Dataset rows on where objects appear
○ ○ ○ ○ ○
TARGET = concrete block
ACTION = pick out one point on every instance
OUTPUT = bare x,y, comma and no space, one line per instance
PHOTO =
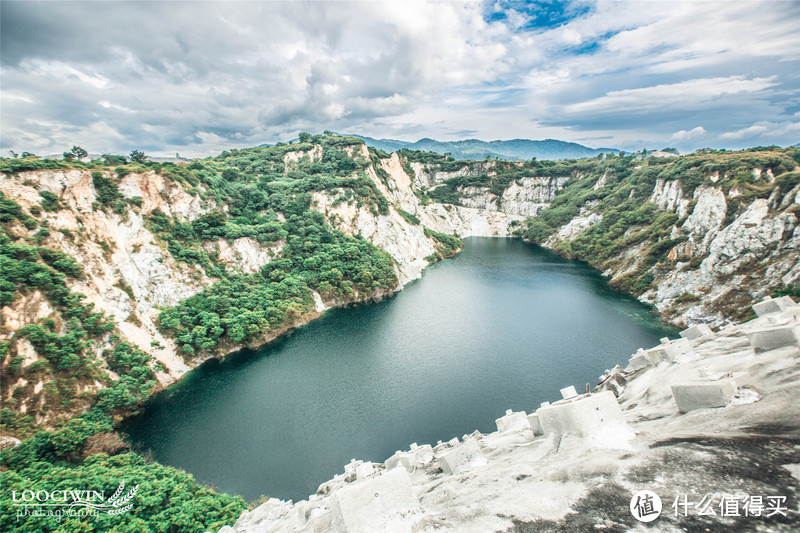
410,460
350,468
461,458
365,470
536,426
639,361
773,338
383,503
582,417
512,421
769,306
669,351
568,392
703,395
696,332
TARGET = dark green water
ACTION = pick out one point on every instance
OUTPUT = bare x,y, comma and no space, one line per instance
504,325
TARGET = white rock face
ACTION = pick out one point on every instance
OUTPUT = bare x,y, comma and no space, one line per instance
528,196
405,242
668,195
500,480
706,218
133,262
426,175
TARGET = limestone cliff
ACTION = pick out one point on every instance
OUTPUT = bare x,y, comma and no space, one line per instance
709,416
699,244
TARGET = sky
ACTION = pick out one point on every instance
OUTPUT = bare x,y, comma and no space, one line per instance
197,78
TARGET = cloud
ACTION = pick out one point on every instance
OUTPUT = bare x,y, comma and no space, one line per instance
202,77
762,129
684,135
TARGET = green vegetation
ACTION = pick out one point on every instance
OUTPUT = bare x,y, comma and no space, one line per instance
500,175
167,500
629,219
446,245
264,194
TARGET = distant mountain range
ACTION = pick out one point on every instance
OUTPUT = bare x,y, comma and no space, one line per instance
516,149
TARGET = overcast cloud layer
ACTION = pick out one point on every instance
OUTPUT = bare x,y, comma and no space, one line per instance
197,78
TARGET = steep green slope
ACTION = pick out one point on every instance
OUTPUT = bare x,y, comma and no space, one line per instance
641,224
93,377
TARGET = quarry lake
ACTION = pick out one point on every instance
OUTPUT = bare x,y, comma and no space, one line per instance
503,325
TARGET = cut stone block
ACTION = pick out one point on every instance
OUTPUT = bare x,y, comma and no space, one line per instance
350,468
383,503
669,351
512,421
533,422
568,392
700,395
768,305
461,458
365,470
581,417
639,361
418,455
773,338
695,332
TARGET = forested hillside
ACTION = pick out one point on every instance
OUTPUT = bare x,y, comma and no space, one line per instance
701,236
193,260
118,277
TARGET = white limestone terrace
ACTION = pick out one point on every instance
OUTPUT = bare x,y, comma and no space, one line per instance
710,413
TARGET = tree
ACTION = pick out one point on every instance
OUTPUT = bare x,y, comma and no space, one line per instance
77,152
110,159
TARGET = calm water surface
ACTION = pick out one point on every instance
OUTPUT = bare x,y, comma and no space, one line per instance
504,325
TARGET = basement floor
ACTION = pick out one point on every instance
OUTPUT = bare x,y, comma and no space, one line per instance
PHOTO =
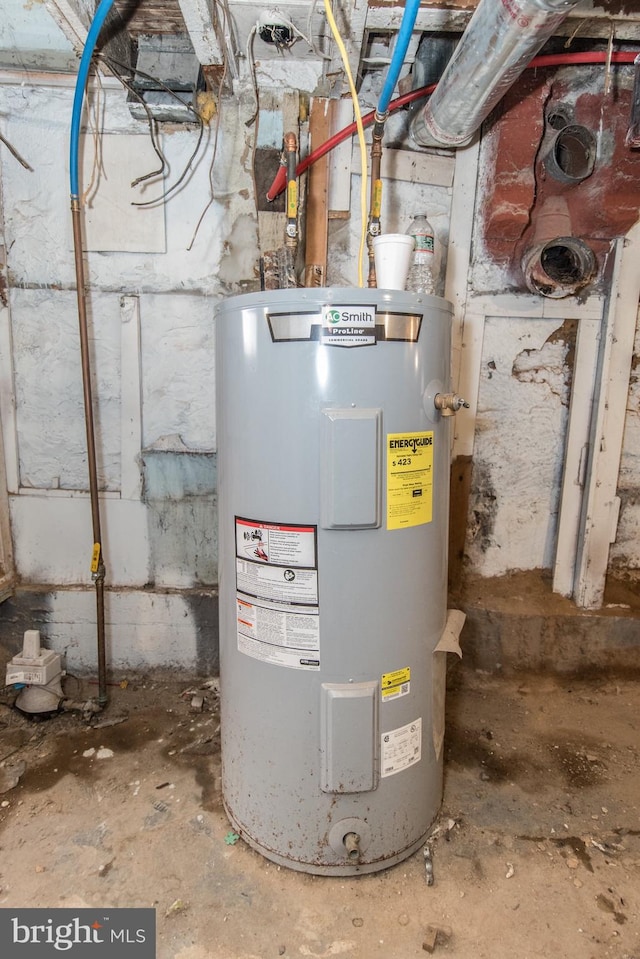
536,853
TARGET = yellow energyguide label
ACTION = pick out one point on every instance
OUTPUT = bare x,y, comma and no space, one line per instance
395,684
409,479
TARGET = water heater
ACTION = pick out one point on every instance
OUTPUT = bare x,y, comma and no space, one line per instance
333,516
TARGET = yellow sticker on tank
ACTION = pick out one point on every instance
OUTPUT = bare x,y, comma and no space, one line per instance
395,684
409,479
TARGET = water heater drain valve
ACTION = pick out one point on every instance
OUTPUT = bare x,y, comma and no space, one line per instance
449,403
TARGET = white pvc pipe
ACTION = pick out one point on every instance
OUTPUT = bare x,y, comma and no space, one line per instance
500,40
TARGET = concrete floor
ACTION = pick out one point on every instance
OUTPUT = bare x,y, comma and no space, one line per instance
536,854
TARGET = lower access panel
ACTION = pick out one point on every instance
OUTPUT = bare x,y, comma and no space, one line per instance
349,735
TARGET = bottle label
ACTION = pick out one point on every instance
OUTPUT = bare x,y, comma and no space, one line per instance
424,241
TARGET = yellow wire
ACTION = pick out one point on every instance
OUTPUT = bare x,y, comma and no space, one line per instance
361,140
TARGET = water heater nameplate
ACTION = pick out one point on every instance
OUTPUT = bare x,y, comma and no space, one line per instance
350,458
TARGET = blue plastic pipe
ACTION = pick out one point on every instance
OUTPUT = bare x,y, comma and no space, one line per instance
78,99
399,53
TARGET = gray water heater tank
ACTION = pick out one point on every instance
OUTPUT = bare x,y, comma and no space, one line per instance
333,516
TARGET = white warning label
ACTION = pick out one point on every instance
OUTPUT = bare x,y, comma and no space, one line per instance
277,593
401,748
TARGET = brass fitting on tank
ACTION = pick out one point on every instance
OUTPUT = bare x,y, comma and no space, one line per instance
449,403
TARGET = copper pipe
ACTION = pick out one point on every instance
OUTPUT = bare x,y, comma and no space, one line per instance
375,195
291,157
97,565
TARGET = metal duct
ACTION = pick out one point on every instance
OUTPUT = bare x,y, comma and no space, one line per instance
500,40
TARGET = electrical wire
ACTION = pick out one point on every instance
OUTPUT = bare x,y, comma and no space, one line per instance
310,41
620,57
96,128
252,70
81,81
363,147
213,158
153,127
111,61
12,150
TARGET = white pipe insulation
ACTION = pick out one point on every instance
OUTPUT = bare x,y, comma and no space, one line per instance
500,40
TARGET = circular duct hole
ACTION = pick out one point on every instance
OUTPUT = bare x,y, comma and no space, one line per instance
573,154
562,264
560,267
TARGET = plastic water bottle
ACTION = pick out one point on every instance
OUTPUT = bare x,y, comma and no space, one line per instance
421,270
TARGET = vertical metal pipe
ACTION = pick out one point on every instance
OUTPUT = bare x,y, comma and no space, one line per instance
97,564
375,203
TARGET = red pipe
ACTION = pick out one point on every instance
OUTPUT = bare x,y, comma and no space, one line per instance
548,60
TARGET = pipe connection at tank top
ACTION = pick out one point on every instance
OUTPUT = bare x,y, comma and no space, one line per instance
497,45
449,403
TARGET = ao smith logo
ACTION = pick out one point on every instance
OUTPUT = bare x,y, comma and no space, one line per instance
349,317
344,316
411,443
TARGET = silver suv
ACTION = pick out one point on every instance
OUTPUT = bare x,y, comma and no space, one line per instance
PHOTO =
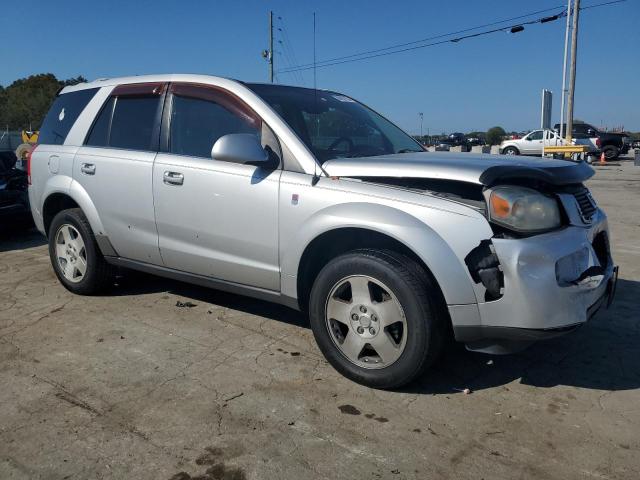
311,199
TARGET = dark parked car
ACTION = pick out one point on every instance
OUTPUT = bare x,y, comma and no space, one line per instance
612,144
14,200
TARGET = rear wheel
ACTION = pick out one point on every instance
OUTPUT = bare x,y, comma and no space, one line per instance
75,256
611,152
377,317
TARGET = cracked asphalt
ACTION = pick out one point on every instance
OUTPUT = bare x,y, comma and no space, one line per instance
131,385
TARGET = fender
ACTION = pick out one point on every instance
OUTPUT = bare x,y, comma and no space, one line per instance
435,252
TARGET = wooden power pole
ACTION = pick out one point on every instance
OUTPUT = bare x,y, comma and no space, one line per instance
572,69
271,47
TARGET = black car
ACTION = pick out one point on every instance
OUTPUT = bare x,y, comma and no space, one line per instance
612,144
14,199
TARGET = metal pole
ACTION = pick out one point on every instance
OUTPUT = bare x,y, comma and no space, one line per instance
564,69
572,70
271,46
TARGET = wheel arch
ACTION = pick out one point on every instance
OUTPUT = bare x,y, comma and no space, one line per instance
332,232
58,199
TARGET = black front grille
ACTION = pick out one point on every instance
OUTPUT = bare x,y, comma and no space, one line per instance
586,204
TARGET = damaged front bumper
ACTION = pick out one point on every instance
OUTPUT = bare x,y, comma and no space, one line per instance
552,284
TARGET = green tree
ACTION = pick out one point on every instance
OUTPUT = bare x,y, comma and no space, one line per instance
495,135
25,102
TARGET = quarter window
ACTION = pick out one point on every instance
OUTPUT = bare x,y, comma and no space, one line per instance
201,115
62,115
129,121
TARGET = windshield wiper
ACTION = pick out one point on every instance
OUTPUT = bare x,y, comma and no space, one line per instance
408,150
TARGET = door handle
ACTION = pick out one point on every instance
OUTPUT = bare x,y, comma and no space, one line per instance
173,178
88,168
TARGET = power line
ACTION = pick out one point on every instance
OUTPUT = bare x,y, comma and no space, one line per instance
383,51
289,50
399,45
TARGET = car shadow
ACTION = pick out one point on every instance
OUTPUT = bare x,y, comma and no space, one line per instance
19,239
604,354
137,283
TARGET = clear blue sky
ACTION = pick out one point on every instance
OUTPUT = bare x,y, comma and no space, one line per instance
473,84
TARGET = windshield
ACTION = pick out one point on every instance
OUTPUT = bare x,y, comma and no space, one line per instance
333,125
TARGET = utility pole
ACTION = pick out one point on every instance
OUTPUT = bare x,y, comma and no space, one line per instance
271,46
572,69
563,120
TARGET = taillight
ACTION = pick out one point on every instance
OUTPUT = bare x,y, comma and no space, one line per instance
29,163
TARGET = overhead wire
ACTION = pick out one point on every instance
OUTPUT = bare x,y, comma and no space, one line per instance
395,48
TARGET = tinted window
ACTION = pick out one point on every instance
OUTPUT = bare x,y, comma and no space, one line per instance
126,122
62,115
99,136
197,123
133,123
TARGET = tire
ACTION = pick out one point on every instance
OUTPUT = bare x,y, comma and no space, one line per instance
71,241
611,152
395,283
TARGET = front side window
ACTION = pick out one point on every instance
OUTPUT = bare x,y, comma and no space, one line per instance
201,115
129,119
334,125
62,115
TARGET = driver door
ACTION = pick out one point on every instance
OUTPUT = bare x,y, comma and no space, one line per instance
215,218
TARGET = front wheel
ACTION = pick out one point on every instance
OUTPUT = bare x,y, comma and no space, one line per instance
75,256
377,317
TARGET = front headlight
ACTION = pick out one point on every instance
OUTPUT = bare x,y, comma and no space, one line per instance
523,209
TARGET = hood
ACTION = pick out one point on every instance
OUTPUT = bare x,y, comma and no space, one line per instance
480,169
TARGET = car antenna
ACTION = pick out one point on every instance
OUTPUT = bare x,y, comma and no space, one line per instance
316,176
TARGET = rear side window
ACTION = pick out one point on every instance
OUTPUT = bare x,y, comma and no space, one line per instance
201,115
62,115
129,119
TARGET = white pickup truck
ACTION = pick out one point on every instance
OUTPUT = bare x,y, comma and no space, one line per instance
533,143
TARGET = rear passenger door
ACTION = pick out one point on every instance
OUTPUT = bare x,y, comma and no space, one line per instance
115,168
215,218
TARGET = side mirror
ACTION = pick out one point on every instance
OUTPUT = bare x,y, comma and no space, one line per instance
239,148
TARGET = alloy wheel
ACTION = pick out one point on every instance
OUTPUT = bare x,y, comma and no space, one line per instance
366,322
71,253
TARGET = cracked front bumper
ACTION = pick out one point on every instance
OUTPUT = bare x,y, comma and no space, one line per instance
553,283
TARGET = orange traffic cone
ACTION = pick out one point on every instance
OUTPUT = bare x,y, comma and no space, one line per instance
603,159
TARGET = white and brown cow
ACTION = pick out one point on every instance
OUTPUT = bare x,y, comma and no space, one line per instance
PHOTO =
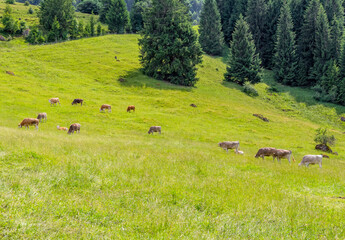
54,101
155,129
77,101
104,107
29,122
312,160
265,152
281,153
75,127
229,145
62,128
42,117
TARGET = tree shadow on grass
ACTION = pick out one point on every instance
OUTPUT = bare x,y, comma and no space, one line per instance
135,78
300,94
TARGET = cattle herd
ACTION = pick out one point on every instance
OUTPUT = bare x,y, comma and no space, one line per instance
275,153
263,152
75,127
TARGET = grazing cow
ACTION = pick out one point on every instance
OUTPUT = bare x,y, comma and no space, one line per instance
131,107
105,106
155,129
53,101
75,127
281,153
78,100
312,159
229,145
29,122
62,128
265,152
42,117
239,152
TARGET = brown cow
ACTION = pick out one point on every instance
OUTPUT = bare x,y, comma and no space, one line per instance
○ ○ ○ ○ ○
### [DIRECTIVE]
Return the lines above, from the one containing "TARGET = tree shadow on grass" to the end, exactly as they stand.

### [TASK RESPONSE]
TARGET = tree shadow on grass
ACTION = pick out one point on every instance
OUTPUT = bare x,y, comma and no space, one line per instance
135,78
300,94
TARGET = cattle herd
ACTION = pick out one point on every instance
OUTPUT = bare x,y, comma and no space, one line per instance
275,153
263,152
75,127
TARGET = grazing cow
ACTION = pick out one point on every instance
OUTPUT = bare x,y, comma and no space, one line per instance
131,107
105,106
155,129
53,101
75,127
281,153
78,100
312,159
229,145
29,122
62,128
265,152
42,117
239,152
TARGET = brown cow
ACTION = pick out one point on every instance
OUTPUT = bare x,y, comma and no space, one line per instance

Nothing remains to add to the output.